Dataset extract:

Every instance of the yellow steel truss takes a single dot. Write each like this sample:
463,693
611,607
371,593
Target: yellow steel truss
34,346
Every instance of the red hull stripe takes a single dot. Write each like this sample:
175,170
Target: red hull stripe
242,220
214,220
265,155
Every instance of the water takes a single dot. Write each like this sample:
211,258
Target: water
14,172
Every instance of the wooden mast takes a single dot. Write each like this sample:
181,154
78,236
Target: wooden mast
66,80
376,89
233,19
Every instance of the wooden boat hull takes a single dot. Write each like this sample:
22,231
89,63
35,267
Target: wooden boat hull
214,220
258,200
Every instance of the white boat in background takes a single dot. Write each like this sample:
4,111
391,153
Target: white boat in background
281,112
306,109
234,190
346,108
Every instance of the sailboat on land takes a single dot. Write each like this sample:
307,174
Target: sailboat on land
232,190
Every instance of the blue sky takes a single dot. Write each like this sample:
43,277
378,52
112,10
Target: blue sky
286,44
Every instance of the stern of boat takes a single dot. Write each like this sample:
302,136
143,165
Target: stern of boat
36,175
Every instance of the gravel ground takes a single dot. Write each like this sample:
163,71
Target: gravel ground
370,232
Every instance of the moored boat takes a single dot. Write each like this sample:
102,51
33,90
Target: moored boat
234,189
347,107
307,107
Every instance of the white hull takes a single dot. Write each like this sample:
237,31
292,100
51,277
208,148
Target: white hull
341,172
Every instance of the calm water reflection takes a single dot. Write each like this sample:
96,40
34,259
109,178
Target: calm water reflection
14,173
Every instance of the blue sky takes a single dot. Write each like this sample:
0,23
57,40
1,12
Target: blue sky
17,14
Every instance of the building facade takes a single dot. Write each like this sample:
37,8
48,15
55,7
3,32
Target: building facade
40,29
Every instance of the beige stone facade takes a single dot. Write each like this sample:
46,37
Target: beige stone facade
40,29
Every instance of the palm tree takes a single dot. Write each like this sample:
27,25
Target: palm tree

Goal of the exercise: Please swap "takes a single dot" for "gets one point" throughout the rows above, and reproduce the rows with everything else left unchanged.

Finished task:
Every instance of the yellow steel truss gets one point. Write each like this sample:
463,693
611,607
371,593
Target: yellow steel truss
34,346
Every instance of the red hull stripe gets one point. Write each like this sample:
175,170
Target: red hull stripe
242,220
214,220
265,155
Every instance of the water gets one point. Write each like this sample:
211,258
Target: water
14,172
Every instance of the wooden mast gets one point. Write each like this sample:
181,154
78,236
Target: wooden mast
66,80
376,89
233,19
Every instance of the wooden boat hull gets one point. Write each like this sample:
22,231
89,63
35,267
Target: wooden boat hull
214,220
258,200
Every instance of the white boat in background gets one point. Write each like this sample:
4,111
391,153
Target: white boat in background
281,112
306,109
234,190
346,108
Every instance of the sailboat on land gets one point. Write each like this sample:
307,174
Target: sailboat on land
232,190
Every instance of the blue sky gets one point. Write each like this sample:
43,277
378,52
112,10
Target: blue sky
286,44
Every instance of the stern of boat gets one point. Write each like this sample:
302,136
143,165
Target: stern of boat
36,175
Every instance of the gravel ground gets one point. Write each like this sample:
163,71
Target: gravel ground
370,232
Every instance of the moored boat gets one point. Write each like this sample:
102,51
33,90
Target: moored boat
234,189
347,107
307,107
Every instance of the white hull gets one point. Write each like this sample:
237,31
292,100
51,277
208,148
Target: white hull
341,172
Every instance of the calm water reflection gets one point. Write each like this sample:
96,40
34,259
109,178
Target: calm water reflection
14,173
Every instance of the blue sky gets one point. Write each like this sample:
0,23
57,40
1,12
Target: blue sky
17,14
Every instance of the building facade gets one point. Write each like this sample:
37,8
48,15
55,7
3,32
Target: building facade
40,29
Every instance of the beige stone facade gets one point. Write each like this sample:
46,37
Target: beige stone facade
40,29
Every instance of the palm tree gets one point. Write each like this sample:
27,25
Target: palm tree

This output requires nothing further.